What is being asked => Scan the records for the line containing "Each instance of the sunlit"; extract it and all later lines, verbatim, through the end, and nothing before it.

Data listing =>
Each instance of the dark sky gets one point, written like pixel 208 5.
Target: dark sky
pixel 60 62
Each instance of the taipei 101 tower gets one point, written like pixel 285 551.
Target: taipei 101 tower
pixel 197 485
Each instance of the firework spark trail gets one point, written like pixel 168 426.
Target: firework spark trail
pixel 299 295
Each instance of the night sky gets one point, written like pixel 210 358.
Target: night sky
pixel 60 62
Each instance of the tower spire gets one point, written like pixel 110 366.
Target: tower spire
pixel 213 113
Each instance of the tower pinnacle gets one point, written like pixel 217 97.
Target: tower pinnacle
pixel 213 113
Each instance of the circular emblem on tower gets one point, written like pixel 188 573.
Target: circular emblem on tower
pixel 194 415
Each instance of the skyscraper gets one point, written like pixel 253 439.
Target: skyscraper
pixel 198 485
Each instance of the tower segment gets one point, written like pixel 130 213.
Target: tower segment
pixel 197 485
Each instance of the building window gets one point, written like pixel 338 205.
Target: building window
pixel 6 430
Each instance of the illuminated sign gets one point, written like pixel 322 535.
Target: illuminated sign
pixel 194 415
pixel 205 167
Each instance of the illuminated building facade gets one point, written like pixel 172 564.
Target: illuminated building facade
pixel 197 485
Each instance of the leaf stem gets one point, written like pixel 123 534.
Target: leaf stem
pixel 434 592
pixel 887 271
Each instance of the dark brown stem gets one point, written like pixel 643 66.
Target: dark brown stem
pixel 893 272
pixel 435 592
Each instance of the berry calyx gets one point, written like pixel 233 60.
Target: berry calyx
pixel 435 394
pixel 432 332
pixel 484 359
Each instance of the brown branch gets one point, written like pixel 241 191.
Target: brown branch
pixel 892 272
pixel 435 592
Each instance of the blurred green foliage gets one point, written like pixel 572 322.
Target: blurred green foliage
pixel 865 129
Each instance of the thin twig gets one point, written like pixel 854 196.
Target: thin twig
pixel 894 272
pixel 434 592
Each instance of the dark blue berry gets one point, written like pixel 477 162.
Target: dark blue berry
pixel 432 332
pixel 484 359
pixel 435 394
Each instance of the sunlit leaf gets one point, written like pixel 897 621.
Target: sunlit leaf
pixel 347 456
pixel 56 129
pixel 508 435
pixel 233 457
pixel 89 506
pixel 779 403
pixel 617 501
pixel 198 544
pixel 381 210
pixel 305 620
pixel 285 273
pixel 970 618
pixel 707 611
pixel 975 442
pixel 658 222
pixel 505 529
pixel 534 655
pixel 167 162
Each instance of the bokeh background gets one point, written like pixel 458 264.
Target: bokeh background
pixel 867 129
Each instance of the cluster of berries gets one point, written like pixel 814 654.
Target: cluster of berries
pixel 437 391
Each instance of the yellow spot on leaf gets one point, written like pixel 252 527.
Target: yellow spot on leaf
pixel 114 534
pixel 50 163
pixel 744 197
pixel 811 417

Reply to the exercise =>
Each instance of the sunlit leaf gets one point, written like pixel 897 621.
Target: sunlit leaf
pixel 347 456
pixel 56 129
pixel 508 435
pixel 233 457
pixel 89 506
pixel 779 403
pixel 617 501
pixel 198 544
pixel 381 210
pixel 305 620
pixel 285 273
pixel 970 618
pixel 707 611
pixel 975 442
pixel 658 222
pixel 505 529
pixel 534 655
pixel 167 162
Each instance of the bokeh background gets one point, written like pixel 458 264.
Target: bokeh background
pixel 867 129
Each instance of the cluster of berries gets one point, written like pixel 814 654.
Target: cluster of berries
pixel 437 391
Each instance of the yellow spot on leaf gets one point, written like pixel 252 527.
Target: yellow spot on leaf
pixel 114 534
pixel 50 163
pixel 744 197
pixel 811 417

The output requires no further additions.